* [DATA EXCERPTS]

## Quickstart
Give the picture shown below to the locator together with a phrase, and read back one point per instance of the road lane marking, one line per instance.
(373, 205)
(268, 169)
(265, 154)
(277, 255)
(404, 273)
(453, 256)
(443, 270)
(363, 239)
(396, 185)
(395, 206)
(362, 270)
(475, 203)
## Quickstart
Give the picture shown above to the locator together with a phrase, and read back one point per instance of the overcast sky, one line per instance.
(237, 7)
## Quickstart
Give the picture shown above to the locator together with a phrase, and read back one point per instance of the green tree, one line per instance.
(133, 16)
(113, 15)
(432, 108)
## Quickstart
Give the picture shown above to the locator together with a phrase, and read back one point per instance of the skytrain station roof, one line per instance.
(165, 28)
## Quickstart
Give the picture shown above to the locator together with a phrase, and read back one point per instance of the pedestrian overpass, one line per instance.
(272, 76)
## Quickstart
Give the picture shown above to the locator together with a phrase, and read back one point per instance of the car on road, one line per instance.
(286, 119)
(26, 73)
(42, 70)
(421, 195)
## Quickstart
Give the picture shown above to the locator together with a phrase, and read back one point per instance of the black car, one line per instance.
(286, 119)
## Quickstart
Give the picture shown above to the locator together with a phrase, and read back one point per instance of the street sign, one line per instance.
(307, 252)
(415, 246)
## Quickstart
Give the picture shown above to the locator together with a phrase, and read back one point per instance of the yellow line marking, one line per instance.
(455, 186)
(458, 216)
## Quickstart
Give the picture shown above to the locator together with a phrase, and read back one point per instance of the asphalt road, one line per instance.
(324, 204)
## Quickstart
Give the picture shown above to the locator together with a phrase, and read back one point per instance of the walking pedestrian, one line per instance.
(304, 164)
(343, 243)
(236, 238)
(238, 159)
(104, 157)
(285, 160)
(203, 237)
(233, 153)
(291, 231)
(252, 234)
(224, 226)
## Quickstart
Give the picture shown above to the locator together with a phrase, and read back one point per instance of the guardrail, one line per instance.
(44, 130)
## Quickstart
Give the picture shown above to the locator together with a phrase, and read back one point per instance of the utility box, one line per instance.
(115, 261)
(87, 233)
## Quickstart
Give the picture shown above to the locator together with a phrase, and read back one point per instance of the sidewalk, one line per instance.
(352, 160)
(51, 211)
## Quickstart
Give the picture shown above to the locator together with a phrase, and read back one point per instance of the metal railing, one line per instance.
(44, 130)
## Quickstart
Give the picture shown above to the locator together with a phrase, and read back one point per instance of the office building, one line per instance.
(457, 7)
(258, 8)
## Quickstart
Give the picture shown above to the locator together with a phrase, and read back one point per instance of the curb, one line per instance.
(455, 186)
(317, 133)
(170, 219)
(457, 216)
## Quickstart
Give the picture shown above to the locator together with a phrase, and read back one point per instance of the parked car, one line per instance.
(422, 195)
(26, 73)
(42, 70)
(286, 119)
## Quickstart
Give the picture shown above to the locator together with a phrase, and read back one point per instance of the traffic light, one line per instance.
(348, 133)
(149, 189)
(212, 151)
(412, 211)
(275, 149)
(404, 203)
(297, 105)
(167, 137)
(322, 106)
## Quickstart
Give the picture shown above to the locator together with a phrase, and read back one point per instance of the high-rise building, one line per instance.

* [DIRECTIONS]
Every record shown above should be written out again exactly.

* [PROBLEM SOLUTION]
## Quickstart
Give the picture shown below to the locator together with a phrase, and read back one point per instance of the road lane marking, one line per instance.
(373, 205)
(268, 169)
(265, 154)
(277, 255)
(404, 273)
(453, 256)
(443, 270)
(363, 239)
(396, 185)
(395, 206)
(362, 270)
(475, 203)
## Quickstart
Give the picture shown above to the locator together with a phrase, and read back one point per instance of the overcast sky, one line per instance.
(237, 7)
## Quickstart
Give the picture shown above to the locator together with a phrase, and read back one point per instance of the green tree, one line per instance.
(133, 16)
(113, 15)
(432, 108)
## Quickstart
Give the picture shown above to the locator together with a phrase, and read back one point per instance of the skytrain station roof, one line per instance.
(165, 28)
## Quickstart
Give the picture shown above to the locator together with a phrase, and read back one point per instance of the pedestrian overpass, one line per instance.
(272, 76)
## Quickstart
Give the picture shown above to the locator together with a phrase, and read back one point per instance of the car on road, one line per instance.
(286, 119)
(26, 73)
(42, 70)
(421, 195)
## Quickstart
Give the picture shown above to the locator together with a phrase, and read back one point per instance of the black car, one line per instance.
(286, 119)
## Quickstart
Give the picture shown above to the locator together with a phrase, and read back one point per instance of the street sign, one line per instance.
(307, 252)
(415, 246)
## Quickstart
Give the picture shown above to the locator together with a phrase, and read back one point per instance of the yellow line marking, one line per instance.
(455, 186)
(458, 216)
## Quickstart
Give the picture shown above to the locator together with a phrase, and read back one point per instance of the asphalt road, one line per instance.
(324, 204)
## Quickstart
Give the picture shown above to the locator together with a phrase, and read back one point per instance of the walking pedestrian, one line per instance.
(304, 164)
(343, 243)
(236, 238)
(238, 159)
(104, 157)
(285, 160)
(203, 237)
(233, 153)
(291, 231)
(252, 234)
(224, 226)
## Quickstart
Give the picture shown above to the locator together with a phrase, and read back one point per instance of the guardrail, one line per instance.
(44, 130)
## Quickstart
Give the picture shown above to the locator together with a phrase, and read back one point per instance of the utility box, one line per instance.
(115, 261)
(87, 233)
## Quickstart
Give the picture shown above to the locator together with a phrase, and read back one point per instance of the sidewalk, one line per instance.
(352, 160)
(51, 211)
## Quickstart
Give the picture shown above to the locator together with a phrase, and read back one point per instance of the metal railing, one line per instance.
(44, 130)
## Quickstart
Give the picture shown above to the locator together with a phrase, and read back one point per instance of the office building, one line per instance.
(457, 7)
(258, 8)
## Quickstart
Give the picture shown above to the locator together with a phrase, and read back one point per instance of the curb, one line per instance.
(455, 186)
(317, 133)
(170, 219)
(457, 216)
## Quickstart
Give the picture shown above to the locator together with a phrase, and read back one point per instance of the parked car, one line per instance.
(422, 195)
(26, 73)
(42, 70)
(286, 119)
## Quickstart
Give the picture shown above to the locator together with a phrase, and read back one point per instance of the traffic light, one line per instance.
(348, 133)
(149, 189)
(212, 151)
(412, 211)
(275, 149)
(404, 203)
(297, 105)
(167, 137)
(322, 106)
## Quickstart
Give the picture shown above to the locator together with a phrase, and read back one point per instance of the high-rise building, one line per instance.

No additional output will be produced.